### Exercise details
Return each line exactly as written. Begin with the first line of the entries and end with the line that has "target | stone base of monument".
── Records for the exercise
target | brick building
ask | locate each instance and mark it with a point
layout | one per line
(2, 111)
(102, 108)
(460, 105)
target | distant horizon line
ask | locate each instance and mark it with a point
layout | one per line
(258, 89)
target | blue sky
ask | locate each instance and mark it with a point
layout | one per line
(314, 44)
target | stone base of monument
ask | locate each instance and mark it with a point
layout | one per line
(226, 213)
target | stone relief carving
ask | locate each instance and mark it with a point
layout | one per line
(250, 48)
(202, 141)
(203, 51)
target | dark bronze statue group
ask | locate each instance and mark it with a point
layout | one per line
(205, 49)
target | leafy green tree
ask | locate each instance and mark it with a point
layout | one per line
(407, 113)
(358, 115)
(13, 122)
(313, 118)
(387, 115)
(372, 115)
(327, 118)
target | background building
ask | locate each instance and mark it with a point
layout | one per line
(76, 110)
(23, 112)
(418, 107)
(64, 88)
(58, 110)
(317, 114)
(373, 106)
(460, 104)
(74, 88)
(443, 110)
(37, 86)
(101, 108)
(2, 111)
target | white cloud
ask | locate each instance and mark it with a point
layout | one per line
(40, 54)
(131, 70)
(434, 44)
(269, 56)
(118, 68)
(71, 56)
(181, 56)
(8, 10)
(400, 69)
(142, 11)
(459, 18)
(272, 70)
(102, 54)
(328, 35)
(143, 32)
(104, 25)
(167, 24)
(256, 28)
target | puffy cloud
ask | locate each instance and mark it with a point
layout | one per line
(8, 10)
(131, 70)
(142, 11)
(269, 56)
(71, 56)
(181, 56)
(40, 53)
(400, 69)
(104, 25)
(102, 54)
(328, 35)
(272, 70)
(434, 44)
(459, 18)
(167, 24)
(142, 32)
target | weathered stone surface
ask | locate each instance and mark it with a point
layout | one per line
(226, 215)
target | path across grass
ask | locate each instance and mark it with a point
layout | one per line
────
### Expected answer
target | brick building
ask | locate each instance and mark it with a point
layout | one per line
(2, 111)
(102, 108)
(460, 105)
target | distant horizon line
ask | locate each instance and mark it with a point
layout | one per line
(258, 89)
target | blue sky
ask | locate each instance and mark it with a point
layout | one per line
(314, 44)
target | stone base of monument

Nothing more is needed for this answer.